TASK BRIEF
Reproduce all the lines exactly as they stand, apart from the pictures.
─── ENTRIES SUPPLIED ───
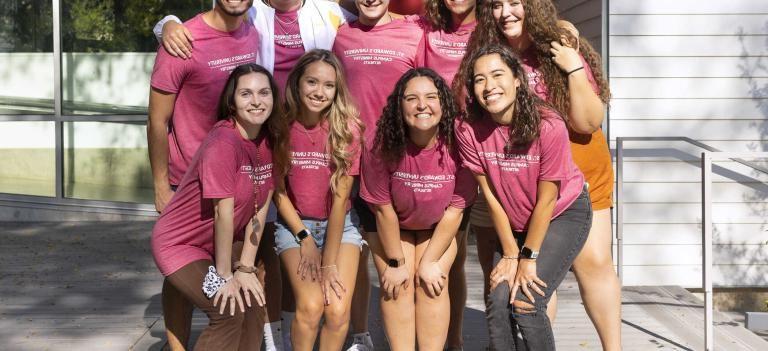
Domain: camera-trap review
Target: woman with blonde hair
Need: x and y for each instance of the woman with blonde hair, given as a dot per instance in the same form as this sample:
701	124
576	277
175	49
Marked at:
317	237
───
FULL ANSWER
Domain: camera-trap review
Target: woman with blonde hair
Need: x and y for each instance of the woman with blonde hair, given as a dot per instance in the same form as this sample:
701	124
576	277
175	49
Marked at:
317	237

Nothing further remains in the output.